***** ENTNOMMENES MATERIAL

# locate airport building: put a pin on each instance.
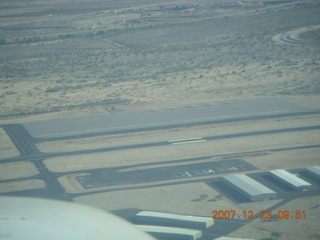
(161, 232)
(291, 180)
(232, 238)
(174, 220)
(314, 170)
(249, 187)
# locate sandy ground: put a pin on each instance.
(17, 170)
(181, 151)
(21, 185)
(176, 198)
(220, 66)
(179, 133)
(295, 229)
(7, 148)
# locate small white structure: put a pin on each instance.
(249, 187)
(291, 180)
(175, 220)
(314, 170)
(171, 232)
(231, 238)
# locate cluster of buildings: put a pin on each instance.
(255, 191)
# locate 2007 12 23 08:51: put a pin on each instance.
(263, 214)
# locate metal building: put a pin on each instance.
(174, 220)
(291, 179)
(314, 170)
(171, 232)
(249, 187)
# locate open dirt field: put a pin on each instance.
(7, 148)
(151, 55)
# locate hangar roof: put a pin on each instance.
(314, 169)
(290, 178)
(249, 185)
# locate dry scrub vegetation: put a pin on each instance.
(122, 58)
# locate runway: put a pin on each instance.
(162, 118)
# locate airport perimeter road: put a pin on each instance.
(163, 118)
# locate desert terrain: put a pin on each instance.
(152, 55)
(84, 58)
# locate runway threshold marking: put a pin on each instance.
(187, 140)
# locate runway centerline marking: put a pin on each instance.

**********

**ANLEITUNG ZUR ÜBUNG**
Gib sämtliche Zeilen oben unverändert aus, lass dabei aber die Bilder weg.

**GELÖSTE ÜBUNG**
# locate airport building: put a pin on each instance.
(161, 232)
(291, 180)
(232, 238)
(174, 220)
(314, 170)
(249, 187)
# locate sandy ground: put a pin on each instance.
(17, 170)
(181, 151)
(21, 185)
(176, 198)
(220, 66)
(179, 133)
(295, 229)
(7, 148)
# locate small white structure: put a pin on each instance.
(249, 187)
(291, 180)
(175, 220)
(314, 170)
(171, 232)
(231, 238)
# locate cluster of buildings: put a pin on each instance.
(255, 191)
# locate 2007 12 23 08:51: put a pin on each instance.
(263, 214)
# locate metal building: put a pin on each instance.
(174, 220)
(291, 179)
(314, 170)
(171, 232)
(249, 187)
# locate open dirt field: put a pin on each instance.
(7, 148)
(151, 55)
# locate hangar roof: put a pin on each instance.
(314, 169)
(290, 178)
(249, 185)
# locate dry scrub vegetation: put a pin on each instance.
(122, 58)
# locate runway: put a pin on each instance.
(162, 118)
# locate airport perimeter road: put a pin on each instance.
(163, 118)
# locate desert terrain: put a pin on each instance.
(152, 55)
(84, 58)
# locate runway threshold marking: put a pin on each instance.
(187, 140)
# locate runway centerline marking: put a pin on each instance.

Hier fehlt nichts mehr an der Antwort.